[[ Excerpted data open ]]
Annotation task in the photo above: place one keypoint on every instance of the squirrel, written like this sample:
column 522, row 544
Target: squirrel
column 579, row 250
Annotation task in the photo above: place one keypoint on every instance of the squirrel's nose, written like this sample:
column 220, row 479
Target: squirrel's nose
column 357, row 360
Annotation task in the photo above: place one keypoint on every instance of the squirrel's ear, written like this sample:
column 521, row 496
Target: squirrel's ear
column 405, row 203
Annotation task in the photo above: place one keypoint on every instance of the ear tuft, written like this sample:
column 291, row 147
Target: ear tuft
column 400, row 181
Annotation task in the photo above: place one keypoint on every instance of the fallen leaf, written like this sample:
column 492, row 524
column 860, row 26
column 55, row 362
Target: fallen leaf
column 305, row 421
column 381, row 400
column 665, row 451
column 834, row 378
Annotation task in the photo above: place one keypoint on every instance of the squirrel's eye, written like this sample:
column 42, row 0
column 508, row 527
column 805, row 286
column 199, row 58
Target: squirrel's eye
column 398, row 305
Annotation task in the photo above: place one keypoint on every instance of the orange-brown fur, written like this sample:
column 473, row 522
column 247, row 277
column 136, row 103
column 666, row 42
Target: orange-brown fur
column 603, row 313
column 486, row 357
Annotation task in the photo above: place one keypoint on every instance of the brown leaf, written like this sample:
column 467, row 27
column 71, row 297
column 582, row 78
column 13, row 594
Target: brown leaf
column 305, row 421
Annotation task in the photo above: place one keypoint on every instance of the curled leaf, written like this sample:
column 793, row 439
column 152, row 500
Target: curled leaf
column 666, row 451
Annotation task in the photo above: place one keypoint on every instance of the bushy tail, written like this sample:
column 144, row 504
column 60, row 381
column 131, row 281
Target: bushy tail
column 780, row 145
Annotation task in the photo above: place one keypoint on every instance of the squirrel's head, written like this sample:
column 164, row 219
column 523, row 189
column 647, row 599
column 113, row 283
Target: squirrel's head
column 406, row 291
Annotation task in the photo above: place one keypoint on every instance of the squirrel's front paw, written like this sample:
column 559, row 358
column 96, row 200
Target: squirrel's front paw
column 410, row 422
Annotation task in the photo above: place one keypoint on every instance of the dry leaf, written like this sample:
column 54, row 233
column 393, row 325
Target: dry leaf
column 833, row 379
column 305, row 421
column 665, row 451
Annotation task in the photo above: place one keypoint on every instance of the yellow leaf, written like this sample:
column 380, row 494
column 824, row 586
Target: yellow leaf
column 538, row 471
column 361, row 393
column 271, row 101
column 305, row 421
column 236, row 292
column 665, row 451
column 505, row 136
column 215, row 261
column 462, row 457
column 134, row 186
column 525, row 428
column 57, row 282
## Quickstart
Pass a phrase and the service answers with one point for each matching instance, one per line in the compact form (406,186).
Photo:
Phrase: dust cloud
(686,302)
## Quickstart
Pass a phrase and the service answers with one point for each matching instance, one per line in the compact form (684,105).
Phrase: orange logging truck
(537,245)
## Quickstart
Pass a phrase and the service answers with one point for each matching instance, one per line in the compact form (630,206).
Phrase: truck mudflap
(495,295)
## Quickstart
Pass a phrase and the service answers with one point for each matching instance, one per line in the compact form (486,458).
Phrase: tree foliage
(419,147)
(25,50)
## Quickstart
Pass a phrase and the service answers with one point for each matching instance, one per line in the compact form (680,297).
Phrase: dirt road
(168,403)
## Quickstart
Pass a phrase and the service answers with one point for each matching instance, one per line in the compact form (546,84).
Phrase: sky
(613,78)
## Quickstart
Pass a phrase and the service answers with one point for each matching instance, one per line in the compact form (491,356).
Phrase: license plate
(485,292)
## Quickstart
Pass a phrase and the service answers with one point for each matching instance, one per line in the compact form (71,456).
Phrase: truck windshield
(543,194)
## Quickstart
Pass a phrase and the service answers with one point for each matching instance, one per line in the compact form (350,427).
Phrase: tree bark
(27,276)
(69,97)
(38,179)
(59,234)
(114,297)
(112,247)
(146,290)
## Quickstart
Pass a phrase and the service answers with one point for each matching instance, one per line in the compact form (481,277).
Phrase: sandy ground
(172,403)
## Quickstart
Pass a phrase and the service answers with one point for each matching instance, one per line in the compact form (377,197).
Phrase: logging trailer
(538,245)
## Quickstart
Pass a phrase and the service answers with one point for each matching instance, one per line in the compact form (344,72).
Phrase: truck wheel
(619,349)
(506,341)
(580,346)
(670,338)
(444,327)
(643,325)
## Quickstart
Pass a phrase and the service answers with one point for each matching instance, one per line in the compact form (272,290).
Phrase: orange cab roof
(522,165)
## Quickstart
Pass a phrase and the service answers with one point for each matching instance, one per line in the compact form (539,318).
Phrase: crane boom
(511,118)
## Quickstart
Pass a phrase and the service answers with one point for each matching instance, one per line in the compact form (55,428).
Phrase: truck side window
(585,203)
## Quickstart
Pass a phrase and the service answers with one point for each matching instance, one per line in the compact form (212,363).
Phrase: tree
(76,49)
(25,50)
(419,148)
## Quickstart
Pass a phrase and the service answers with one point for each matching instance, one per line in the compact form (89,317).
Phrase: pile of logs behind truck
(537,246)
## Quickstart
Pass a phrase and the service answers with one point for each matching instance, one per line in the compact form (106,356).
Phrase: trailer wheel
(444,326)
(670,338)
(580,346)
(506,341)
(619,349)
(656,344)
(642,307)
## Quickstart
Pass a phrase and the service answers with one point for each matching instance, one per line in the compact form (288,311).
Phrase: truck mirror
[[ Excerpted data closed ]]
▸ **Task item**
Reproduce the entries exactly. Every word has to stay the same.

▸ **Finished task**
Annotation task in the photo above: place one keypoint on every instance of the squirrel, written like this sample:
column 522, row 544
Target: squirrel
column 579, row 250
Annotation task in the photo above: place one keypoint on every instance of the squirrel's nose, written like this sample:
column 220, row 479
Target: squirrel's nose
column 357, row 360
Annotation task in the photo above: place one keypoint on every instance of the squirrel's ear, written like this sample:
column 521, row 496
Target: squirrel's ear
column 405, row 203
Annotation task in the photo above: place one keypoint on every instance of the ear tuft, written like this sample:
column 291, row 147
Target: ear tuft
column 400, row 181
Annotation task in the photo above: place one keypoint on every instance of the fallen leaf, written like this sample:
column 492, row 524
column 860, row 26
column 55, row 362
Target: fallen leaf
column 305, row 421
column 381, row 400
column 665, row 451
column 834, row 378
Annotation task in the photo above: place one keypoint on every instance of the squirrel's eye, written like this sample:
column 42, row 0
column 508, row 527
column 805, row 286
column 199, row 58
Target: squirrel's eye
column 398, row 305
Annotation task in the photo above: place one keypoint on every instance of the orange-brown fur, written like this sample:
column 473, row 522
column 247, row 277
column 136, row 103
column 666, row 42
Target: orange-brown fur
column 603, row 313
column 486, row 357
Annotation task in the photo above: place one keypoint on every instance of the brown leaf, written like this sample:
column 467, row 27
column 71, row 297
column 582, row 78
column 13, row 594
Target: brown leaf
column 305, row 421
Annotation task in the photo above: place one keypoint on every instance of the curled leaf, written like this sample:
column 793, row 439
column 152, row 500
Target: curled leaf
column 666, row 451
Annotation task in the photo above: place one keypoint on every instance of the bushy tail, written like this sample:
column 144, row 504
column 60, row 381
column 131, row 281
Target: bushy tail
column 780, row 145
Annotation task in the photo above: place one keypoint on every instance of the squirrel's head, written like this sample:
column 164, row 219
column 523, row 189
column 647, row 599
column 113, row 283
Target: squirrel's head
column 406, row 291
Annotation task in the photo above: place one keypoint on every instance of the squirrel's front paw, written like this sample:
column 559, row 358
column 96, row 200
Target: squirrel's front paw
column 410, row 422
Annotation task in the photo above: place one keypoint on every instance of the dry leaf, written like this sample:
column 54, row 233
column 393, row 325
Target: dry leaf
column 833, row 379
column 305, row 421
column 665, row 451
Annotation task in the photo above: place one keypoint on every instance of the yellow leaf, written like this sample:
column 380, row 494
column 824, row 586
Target: yellow leaf
column 538, row 471
column 361, row 393
column 271, row 101
column 305, row 421
column 236, row 292
column 665, row 451
column 505, row 136
column 215, row 261
column 462, row 457
column 134, row 186
column 525, row 428
column 57, row 282
## Quickstart
Pass a phrase and the service answers with one point for each matching instance, one per line in the compact form (406,186).
Photo:
Phrase: dust cloud
(686,302)
## Quickstart
Pass a phrase and the service answers with one point for each matching instance, one per line in the compact form (684,105).
Phrase: orange logging truck
(537,245)
## Quickstart
Pass a phrase and the service answers with one point for each matching instance, one per line in the compact form (630,206).
Phrase: truck mudflap
(495,295)
## Quickstart
Pass a phrase and the service answers with one point for each matching instance, one per line in the compact form (486,458).
Phrase: tree foliage
(419,147)
(25,50)
## Quickstart
Pass a phrase and the service answers with one point for each matching instance, one per line in the compact form (680,297).
Phrase: dirt road
(168,403)
## Quickstart
Pass a phrase and the service answers with one point for each matching instance, one per line in the compact form (546,84).
Phrase: sky
(613,78)
## Quickstart
Pass a phrase and the service answers with one point for each matching instance, one per line in the compact form (491,356).
Phrase: license plate
(485,292)
## Quickstart
Pass a phrase and the service answers with one point for each matching instance, one per line in the compact form (71,456).
Phrase: truck windshield
(543,194)
## Quickstart
Pass a phrase and the service answers with one point for each matching instance, one per line in the compact form (350,427).
Phrase: tree bark
(27,276)
(69,97)
(38,179)
(59,234)
(114,297)
(112,247)
(146,290)
## Quickstart
Pass a phrase and the service answers with one point for each matching instance, one per line in the compact form (481,277).
Phrase: sandy ground
(172,403)
## Quickstart
Pass a phrase and the service answers with one point for each matching instance, one per line in the compact form (377,197).
Phrase: logging trailer
(538,245)
## Quickstart
Pass a phrase and the service answers with one point for each matching instance, one per line in the compact form (344,72).
Phrase: truck wheel
(619,349)
(506,341)
(580,346)
(670,338)
(444,327)
(643,325)
## Quickstart
Pass a phrase and the service answers with one point for each matching instance, one per line in the compact form (272,290).
Phrase: orange cab roof
(522,165)
## Quickstart
Pass a phrase and the service answers with one point for each matching instance, one per line in the compact form (539,318).
Phrase: crane boom
(511,118)
## Quickstart
Pass a phrase and the service answers with one point for each matching instance, one per line in the compact form (55,428).
Phrase: truck side window
(585,203)
## Quickstart
Pass a phrase and the service answers with one point for each matching instance, one per line in the compact form (212,363).
Phrase: tree
(76,49)
(25,50)
(419,148)
## Quickstart
Pass a phrase and the service answers with one point for each matching instance, one per line in the compact form (89,317).
Phrase: pile of logs behind truck
(537,246)
## Quickstart
Pass a phrase and the service answers with one point for each matching instance, one per line in the compact form (106,356).
Phrase: trailer wheel
(444,326)
(670,338)
(580,346)
(506,341)
(619,349)
(656,344)
(642,307)
## Quickstart
Pass a phrase and the service answers with one point for each matching instance, one per line in the compact form (288,311).
Phrase: truck mirror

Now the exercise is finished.